-- SUPPLIED PASSAGE --
Clinical course of tumour development
Ganss' team uses a transgenic mouse model originally developed by Doug Hanahan to track angiogenesis during the stepwise growth of a spontaneously occurring tumour of the pancreas. This model is a closer representation of the clinical course of tumour development than in vitro cell lines or transplantation models where mice are injected under the skin with tumour cells.
These tumours arise spontaneously in their tissue of origin, allowing examination of the morphological and functional status of the vasculature at all stages of carcinogenesis.
The new vasculature induced by tumour growth develops characteristic and stage-specific morphological features compared with normal vessels. The phenotype is quite "chaotic and aberrant", Ganss says. Using their mouse models of multistage carcinogenesis, Ganss and colleagues initially showed that the chaotic vascular phenotype appeared in the early stages of tumour progression. They went on to find that the anti-tumour effect of T cells was actually enhanced when instead of killing vessels, they were 'normalised'. That is, the phenotype was returned to resemble that of the non-tumour-associated vasculature.

-- GIVEN INFORMATION --
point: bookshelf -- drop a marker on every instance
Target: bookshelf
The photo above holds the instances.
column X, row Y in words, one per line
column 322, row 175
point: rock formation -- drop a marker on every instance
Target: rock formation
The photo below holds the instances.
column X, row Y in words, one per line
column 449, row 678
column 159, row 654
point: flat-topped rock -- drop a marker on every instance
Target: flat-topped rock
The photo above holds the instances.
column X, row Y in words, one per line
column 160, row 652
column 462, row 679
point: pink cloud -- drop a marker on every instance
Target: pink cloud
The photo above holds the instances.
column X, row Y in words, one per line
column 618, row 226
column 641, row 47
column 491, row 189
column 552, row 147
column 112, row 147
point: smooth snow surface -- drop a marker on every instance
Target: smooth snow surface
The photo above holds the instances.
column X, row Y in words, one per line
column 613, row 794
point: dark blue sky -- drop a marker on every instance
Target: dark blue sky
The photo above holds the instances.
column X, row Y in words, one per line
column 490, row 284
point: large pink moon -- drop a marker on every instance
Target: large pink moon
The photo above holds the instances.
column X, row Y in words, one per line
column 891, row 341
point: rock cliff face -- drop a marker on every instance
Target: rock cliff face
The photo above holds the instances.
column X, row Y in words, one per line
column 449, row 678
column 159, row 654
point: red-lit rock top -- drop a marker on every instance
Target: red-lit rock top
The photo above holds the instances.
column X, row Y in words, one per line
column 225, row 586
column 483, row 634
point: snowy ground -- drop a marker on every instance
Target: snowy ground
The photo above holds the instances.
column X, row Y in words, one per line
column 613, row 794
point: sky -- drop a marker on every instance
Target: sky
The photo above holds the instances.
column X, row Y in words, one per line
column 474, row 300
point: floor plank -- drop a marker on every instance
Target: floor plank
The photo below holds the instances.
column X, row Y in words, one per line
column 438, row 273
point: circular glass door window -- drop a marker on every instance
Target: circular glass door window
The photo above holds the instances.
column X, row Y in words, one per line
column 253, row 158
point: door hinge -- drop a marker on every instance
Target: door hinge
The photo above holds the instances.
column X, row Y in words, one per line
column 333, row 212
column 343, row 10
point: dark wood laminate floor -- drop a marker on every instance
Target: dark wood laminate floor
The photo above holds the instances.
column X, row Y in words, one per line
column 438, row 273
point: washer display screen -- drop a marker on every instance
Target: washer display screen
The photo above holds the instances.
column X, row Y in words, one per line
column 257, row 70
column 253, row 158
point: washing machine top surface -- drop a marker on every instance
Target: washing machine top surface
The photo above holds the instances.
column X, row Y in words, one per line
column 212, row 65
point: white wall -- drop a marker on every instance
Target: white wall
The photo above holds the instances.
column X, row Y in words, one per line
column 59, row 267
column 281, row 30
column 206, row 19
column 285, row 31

-- REQUIRED WORK --
List every kind of model for studying tumors that the text about tumor vasculature mentions. Answer using only the text about tumor vasculature.

-- ANSWER BELOW --
- A transgenic mouse model, originally developed by Doug Hanahan, in which a pancreatic tumor occurs spontaneously
- In vitro cell lines
- Transplantation models, in which mice are injected under the skin with tumor cells